▶ **Given request**: Copy everything from the line containing "candlestick with a single point per instance." down to the end of the records, keeping each request unchanged. Scale every coordinate in the answers by 1.75 and round it to a whole number, rounding halves up.

▶ **Dataset excerpts on object pointing**:
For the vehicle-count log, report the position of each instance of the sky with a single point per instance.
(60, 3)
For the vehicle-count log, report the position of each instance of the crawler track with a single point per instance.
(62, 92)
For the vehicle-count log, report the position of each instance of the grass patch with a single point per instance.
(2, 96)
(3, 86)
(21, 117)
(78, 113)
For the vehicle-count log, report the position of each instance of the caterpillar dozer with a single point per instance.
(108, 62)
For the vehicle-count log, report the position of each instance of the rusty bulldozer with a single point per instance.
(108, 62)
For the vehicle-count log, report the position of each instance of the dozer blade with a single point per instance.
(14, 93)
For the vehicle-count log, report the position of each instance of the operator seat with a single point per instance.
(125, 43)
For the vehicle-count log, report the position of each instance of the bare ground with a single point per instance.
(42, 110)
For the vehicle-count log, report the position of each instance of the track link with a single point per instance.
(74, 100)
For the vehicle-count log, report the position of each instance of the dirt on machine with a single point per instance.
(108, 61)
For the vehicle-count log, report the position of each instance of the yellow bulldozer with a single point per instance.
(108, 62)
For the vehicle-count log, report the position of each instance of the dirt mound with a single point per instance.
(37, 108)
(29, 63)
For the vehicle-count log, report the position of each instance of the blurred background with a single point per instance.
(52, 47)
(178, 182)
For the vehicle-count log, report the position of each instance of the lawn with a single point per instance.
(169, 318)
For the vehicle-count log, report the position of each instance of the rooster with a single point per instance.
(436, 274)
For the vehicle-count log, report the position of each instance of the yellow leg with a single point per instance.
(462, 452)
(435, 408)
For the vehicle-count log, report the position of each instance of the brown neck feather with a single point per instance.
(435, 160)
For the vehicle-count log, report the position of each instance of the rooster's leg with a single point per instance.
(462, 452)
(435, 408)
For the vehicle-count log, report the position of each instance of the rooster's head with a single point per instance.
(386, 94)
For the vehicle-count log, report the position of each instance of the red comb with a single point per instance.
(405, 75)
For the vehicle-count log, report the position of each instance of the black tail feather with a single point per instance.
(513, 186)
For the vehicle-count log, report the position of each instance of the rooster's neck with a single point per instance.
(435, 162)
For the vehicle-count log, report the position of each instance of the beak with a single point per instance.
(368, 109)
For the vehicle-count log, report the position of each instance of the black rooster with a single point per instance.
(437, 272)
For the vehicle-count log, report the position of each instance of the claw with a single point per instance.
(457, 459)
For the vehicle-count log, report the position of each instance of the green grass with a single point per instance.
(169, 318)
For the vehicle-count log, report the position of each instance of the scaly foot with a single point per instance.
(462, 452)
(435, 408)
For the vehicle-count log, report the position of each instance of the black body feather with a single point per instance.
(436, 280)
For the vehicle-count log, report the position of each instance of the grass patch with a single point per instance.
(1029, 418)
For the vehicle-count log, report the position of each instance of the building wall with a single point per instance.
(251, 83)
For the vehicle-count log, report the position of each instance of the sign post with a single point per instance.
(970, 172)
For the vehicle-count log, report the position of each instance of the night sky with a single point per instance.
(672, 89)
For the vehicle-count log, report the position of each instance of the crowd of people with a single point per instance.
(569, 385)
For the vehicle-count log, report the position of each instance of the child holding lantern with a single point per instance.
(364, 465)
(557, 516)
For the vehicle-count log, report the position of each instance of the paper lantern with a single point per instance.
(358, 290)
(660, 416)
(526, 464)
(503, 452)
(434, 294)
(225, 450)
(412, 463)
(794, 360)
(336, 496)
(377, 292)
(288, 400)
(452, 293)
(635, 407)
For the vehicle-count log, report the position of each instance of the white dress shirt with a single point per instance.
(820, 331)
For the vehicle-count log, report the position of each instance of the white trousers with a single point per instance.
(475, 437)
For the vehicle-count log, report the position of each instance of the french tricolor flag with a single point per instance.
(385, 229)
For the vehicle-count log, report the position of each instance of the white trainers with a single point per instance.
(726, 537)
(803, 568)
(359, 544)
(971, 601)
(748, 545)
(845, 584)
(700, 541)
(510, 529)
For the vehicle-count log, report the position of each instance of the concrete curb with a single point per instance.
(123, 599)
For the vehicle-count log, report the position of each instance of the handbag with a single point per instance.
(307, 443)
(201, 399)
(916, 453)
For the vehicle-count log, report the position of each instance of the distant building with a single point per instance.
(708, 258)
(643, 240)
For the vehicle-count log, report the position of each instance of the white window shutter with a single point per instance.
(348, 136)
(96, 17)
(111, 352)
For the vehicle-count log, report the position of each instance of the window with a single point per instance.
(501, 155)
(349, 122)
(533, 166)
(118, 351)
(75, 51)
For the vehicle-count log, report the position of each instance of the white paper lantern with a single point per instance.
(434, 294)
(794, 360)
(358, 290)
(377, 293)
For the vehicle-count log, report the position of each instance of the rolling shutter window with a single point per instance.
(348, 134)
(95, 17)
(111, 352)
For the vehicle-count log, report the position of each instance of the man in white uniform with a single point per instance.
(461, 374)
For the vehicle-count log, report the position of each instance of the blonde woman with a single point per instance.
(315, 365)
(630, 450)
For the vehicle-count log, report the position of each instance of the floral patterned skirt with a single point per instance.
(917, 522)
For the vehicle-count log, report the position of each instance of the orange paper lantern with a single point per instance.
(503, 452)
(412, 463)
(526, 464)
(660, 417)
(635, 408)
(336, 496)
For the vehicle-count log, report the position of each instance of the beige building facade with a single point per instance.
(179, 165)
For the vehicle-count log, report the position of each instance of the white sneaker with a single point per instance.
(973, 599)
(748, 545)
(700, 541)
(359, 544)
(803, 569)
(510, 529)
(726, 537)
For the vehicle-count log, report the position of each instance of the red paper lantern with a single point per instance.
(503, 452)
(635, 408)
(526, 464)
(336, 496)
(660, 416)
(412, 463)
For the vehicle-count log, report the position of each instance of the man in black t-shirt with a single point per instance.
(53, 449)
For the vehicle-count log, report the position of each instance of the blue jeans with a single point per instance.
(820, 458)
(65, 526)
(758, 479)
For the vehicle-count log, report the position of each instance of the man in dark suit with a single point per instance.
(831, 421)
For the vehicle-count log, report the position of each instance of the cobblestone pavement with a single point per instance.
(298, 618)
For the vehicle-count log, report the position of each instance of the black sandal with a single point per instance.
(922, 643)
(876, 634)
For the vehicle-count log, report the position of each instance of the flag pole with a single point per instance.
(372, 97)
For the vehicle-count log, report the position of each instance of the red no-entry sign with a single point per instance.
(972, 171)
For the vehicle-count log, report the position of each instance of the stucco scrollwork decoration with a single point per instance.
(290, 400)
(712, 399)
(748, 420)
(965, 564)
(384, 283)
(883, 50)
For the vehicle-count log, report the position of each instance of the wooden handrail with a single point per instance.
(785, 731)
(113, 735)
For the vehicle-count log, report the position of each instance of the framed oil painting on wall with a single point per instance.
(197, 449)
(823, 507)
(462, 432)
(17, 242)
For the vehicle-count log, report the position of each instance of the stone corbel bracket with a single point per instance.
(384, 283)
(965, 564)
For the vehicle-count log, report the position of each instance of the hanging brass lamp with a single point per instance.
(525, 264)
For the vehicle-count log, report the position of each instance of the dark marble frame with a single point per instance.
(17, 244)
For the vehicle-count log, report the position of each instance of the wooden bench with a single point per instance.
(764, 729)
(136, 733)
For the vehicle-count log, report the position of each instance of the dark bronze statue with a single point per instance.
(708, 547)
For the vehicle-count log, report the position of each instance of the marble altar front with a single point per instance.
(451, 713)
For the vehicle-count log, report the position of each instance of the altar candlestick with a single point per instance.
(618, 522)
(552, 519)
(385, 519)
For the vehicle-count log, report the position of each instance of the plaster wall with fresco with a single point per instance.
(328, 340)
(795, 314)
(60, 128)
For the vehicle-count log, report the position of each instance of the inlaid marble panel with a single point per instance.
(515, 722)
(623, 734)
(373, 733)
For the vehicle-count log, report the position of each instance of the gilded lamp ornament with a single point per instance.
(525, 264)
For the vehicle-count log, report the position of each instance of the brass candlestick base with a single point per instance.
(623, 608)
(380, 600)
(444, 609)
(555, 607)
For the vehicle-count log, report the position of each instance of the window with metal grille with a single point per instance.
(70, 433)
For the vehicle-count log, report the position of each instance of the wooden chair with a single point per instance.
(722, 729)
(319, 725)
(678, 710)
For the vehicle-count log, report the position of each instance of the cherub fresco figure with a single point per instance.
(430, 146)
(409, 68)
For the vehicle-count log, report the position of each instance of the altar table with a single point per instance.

▶ **Worked solution**:
For the vehicle-count log, report the position of each instance of the altar candlestick with a single point per instance.
(1082, 914)
(966, 908)
(674, 908)
For the vehicle-count log, report the position of each instance of the plaster wall with fresco with a single point per instance.
(574, 595)
(1391, 550)
(105, 224)
For the vehicle-count log, report the position of each instance of the inlaid marble panel with a single point per instance.
(901, 1264)
(1090, 1285)
(653, 1283)
For the vehicle-count log, report the position of each instance of the gilded lamp ornament with a single point per instance.
(919, 462)
For the vehicle-count log, report the position of each instance of the brass candlestick base with a single point per instance.
(1090, 1064)
(665, 1050)
(777, 1066)
(971, 1062)
For the vehicle-count log, report the position of each instance of the window with metal grille with a single point per instance.
(123, 758)
For the vehicle-count log, report the position of each instance of the wooden chair with a single point per instance.
(1264, 1276)
(558, 1269)
(1187, 1243)
For the vehicle-count log, report the position of each instance of the cherub fresco figure with a single point per instance.
(753, 256)
(716, 119)
For the vehicle-count log, report the position of each instance of the altar table with a single point per instance.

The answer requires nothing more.